***** Texto para leer

Una vez más para saber qué se está discutiendo y qué se está
definiendo en la Argentina hay que escuchar a los formadores de opinión reales
de la derecha, es decir a los economistas del establishment, a los voceros de
las grandes corporaciones económicas, a los editorialistas de los medios que se
apropiaron de Papel Prensa. Ahí está el verdadero programa alternativo. El del
acuerdo entre todos para ganar lo mínimo. El de bajar los salarios porque son
un costo más (siempre según el jefe del PRO). El que dice que las paritarias
son fascistas y la redistribución de los recursos es un “prólogo” innecesario
para un discurso político. Por supuesto que en la hoja de ruta de esta
constelación de poder no está ningún conflicto soberano con Estados Unidos.

**********
***** Datos en bruto

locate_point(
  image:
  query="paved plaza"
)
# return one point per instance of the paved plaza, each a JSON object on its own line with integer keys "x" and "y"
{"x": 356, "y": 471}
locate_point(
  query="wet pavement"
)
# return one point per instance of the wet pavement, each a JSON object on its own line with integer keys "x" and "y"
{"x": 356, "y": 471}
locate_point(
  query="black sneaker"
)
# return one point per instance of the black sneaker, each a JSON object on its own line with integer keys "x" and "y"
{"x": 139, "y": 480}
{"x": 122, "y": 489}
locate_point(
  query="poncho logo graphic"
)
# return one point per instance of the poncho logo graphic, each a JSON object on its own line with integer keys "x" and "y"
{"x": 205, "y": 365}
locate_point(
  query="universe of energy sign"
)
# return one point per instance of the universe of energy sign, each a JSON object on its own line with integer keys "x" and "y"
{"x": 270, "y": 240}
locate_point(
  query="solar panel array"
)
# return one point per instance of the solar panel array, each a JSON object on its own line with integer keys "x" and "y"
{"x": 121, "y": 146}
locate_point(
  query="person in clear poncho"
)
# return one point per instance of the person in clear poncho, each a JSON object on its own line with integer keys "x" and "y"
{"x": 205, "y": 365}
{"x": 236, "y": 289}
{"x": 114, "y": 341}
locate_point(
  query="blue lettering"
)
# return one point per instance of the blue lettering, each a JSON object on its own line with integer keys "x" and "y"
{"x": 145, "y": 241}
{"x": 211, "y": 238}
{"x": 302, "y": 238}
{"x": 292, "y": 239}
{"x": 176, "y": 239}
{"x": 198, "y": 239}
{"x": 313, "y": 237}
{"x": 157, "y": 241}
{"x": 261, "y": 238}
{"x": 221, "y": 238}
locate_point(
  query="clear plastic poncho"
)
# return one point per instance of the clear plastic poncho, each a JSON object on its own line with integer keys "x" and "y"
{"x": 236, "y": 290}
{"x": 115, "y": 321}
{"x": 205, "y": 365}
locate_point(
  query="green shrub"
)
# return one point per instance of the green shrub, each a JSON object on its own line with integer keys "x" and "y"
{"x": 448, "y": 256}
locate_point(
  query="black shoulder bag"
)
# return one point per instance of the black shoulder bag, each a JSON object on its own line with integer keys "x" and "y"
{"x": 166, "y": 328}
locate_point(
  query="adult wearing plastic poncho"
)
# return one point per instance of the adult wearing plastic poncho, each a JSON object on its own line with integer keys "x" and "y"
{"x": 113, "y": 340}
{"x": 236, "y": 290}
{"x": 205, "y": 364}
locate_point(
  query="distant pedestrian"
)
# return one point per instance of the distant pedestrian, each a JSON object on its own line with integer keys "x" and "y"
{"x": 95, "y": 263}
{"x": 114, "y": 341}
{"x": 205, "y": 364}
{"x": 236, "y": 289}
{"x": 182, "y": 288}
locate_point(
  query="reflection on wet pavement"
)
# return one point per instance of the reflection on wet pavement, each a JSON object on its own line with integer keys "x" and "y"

**********

Enumera los grupos que el texto sobre la Argentina presenta como "los formadores de opinión reales de la derecha".

- Los economistas del establishment
- Los voceros de las grandes corporaciones económicas
- Los editorialistas de los medios que se apropiaron de Papel Prensa